● PAGE TEXT
============================================================
Off the top of my head:
Every modern operating system uses balanced binary search trees to implement the virtual memory map of a process. Windows uses splay trees, Linux and OS X use red-black trees, and Solaris uses AVL trees. They do this because the operating system needs to store the virtual memory map in order (by virtual address), to allow for fast insertion and removal, and to look for unused regions where it could allocate space.
Many modern 3D games (e.g. anything which uses a recent version of Unreal Engine) use octrees to determine what objects are visible to the camera. They do this because it's quite efficient to calculate what nodes overlap with a camera's view frustum.
Many (if not most) routers use radix trees to implement routing tables. They do this because it is often the prefix of a network address (i.e. the most significant bits) which is important, not the whole key. Moreover, lookup takes time which only depends on the size of the address, not the number of routing table entries, which makes predicting timing easier.
Hash tables are, of course, used everywhere. Antivirus software uses it to perform lookups in its database of known malware, word processors use it to perform spelling checks, etc.
Graph data structures are used by spreadsheets to implement evaluation. Think of each occupied cell as a node, and draw an arc between to cells if the value of one directly depends on the value of the other. When an entry changes in a cell, the graph is traversed to determine which cells need updating based on that change.
============================================================
● AVAILABLE DATA

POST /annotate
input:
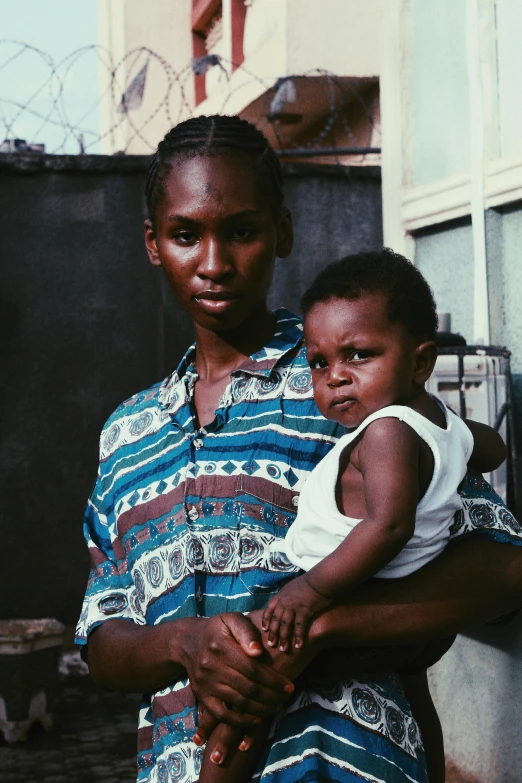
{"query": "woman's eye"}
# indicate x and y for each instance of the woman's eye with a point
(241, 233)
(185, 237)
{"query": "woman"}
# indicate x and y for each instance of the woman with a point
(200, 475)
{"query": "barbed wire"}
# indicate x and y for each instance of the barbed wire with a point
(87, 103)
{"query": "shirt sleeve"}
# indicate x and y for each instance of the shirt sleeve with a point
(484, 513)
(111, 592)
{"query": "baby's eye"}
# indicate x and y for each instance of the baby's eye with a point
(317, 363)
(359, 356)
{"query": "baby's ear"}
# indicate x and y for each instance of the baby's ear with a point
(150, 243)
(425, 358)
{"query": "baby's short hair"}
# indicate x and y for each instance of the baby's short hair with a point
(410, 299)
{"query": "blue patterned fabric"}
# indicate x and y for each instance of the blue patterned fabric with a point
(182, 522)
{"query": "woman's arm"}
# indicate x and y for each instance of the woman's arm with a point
============================================================
● TASK TO CARRY OUT
Write out the passage from the text on how software uses data structures, from "Graph data structures" up to and including "on that change.".

● TASK OUTPUT
Graph data structures are used by spreadsheets to implement evaluation. Think of each occupied cell as a node, and draw an arc between to cells if the value of one directly depends on the value of the other. When an entry changes in a cell, the graph is traversed to determine which cells need updating based on that change.